▸ What you have to do
Starting at the top of the entries below, print each line exactly until the line with "positive clicks: (417, 331) (414, 344)" has been printed too.

▸ Data for the task
───
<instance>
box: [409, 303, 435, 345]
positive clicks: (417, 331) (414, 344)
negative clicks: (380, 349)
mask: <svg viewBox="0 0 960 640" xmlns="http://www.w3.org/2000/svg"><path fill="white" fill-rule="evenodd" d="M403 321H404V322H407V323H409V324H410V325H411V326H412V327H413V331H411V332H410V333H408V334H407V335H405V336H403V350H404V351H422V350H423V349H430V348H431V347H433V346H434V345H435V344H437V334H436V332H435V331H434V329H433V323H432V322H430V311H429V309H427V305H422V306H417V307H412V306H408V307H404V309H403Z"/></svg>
───
▸ Solved exercise
<instance>
box: [409, 303, 435, 345]
positive clicks: (417, 331) (414, 344)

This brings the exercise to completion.